▸ CONSIGNE: Rédigez la suite du texte ci-dessous consacré à la financiarisation du secteur de la santé, en reprenant juste après sa dernière phrase.

▸ SECTION DU DOCUMENT:
⁂

Dès les années 1990 et surtout 2000, des fonds d'investissement ont racheté des parts du secteur hospitalier privé, puis des laboratoires d'analyses médicales, participant grandement au phénomène de concentration des structures.
Ainsi, 40% de l'hospitalisation privée est aujourd'hui détenue par quatre groupes (Ramsay Santé, Elsan, Vivalto, Almaviva), et six groupes de laboratoires d'analyses médicales concentraient en 2021 62% des sites, indique ce rapport des sénateurs Corinne Imbert (apparentée LR), Olivier Henno (Union centriste) et Bernard Jomier (socialiste).
La financiarisation a ensuite touché le secteur de la radiologie, celui des centres de santé dentaire et ophtalmologique, et s'introduit désormais "massivement" dans celui des "centres de soins primaires" (polyvalents, soins non programmés...).
Pour ces fonds d'investissement, le soin "représente un investissement rentable" et "sûr", au vu de la croissance exponentielle des besoins de santé, et du remboursement des soins par l'Etat, écrivent les rapporteurs.

⁂

▸ DONNÉES RECUEILLIES:

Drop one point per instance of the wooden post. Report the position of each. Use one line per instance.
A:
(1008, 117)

⁂

▸ ZONE DE RÉPONSE:
Dans les sociétés d'exercice libéral, la réglementation limite aujourd'hui la part de capital détenu par des "tiers non-professionnels" à 25%. Mais les investisseurs usent de "montages juridiques complexes" pour contourner la législation et prendre le contrôle effectif de structures, déplorent-ils.
Ils pointent "un risque sérieux pour l'indépendance des professionnels", qui se voient imposer des obligations (fonctionnement, offre proposée...) favorisant la rentabilité, au détriment des besoins de santé. Ils notent aussi un "amoindrissement" du pouvoir de négociation des autorités de tutelle, face aux grands groupes.
Les sénateurs ont édité 18 proposition pour réguler le secteur médical
Les sénateurs appellent à mieux réguler le secteur. Parmi 18 propositions, ils appellent notamment à s'appuyer sur les autorisations d'activités délivrées par les Agences régionales de Santé, dont les critères pourraient évoluer.
Ils proposent de conditionner toute ouverture de centre de soins primaires à "un agrément", comme la loi le prévoit depuis 2023 pour les centres dentaires et ophtalmiques, et d'augmenter le nombre de laboratoires d'analyses médicales de proximité, en dressant une liste minimale d'examens effectués sur site.
Ils proposent quelques pistes pour renforcer les pouvoirs de contrôle de l'Assurance maladie et des Ordres professionnels, souhaitant voir ces derniers aidés par des "cellules d'appui".
https://www.whatsupdoc-lemag.fr/article/la-financiarisation-cest-pas-nos-oignons-ah-bon-tes-sur
Ils souhaitent encore modifier la loi, pour mieux protéger le pouvoir décisionnel des médecins dans leurs structures, les former à la gestion, ou encore de fixer une durée minimale d'investissement dans une société, pour éviter la spéculation.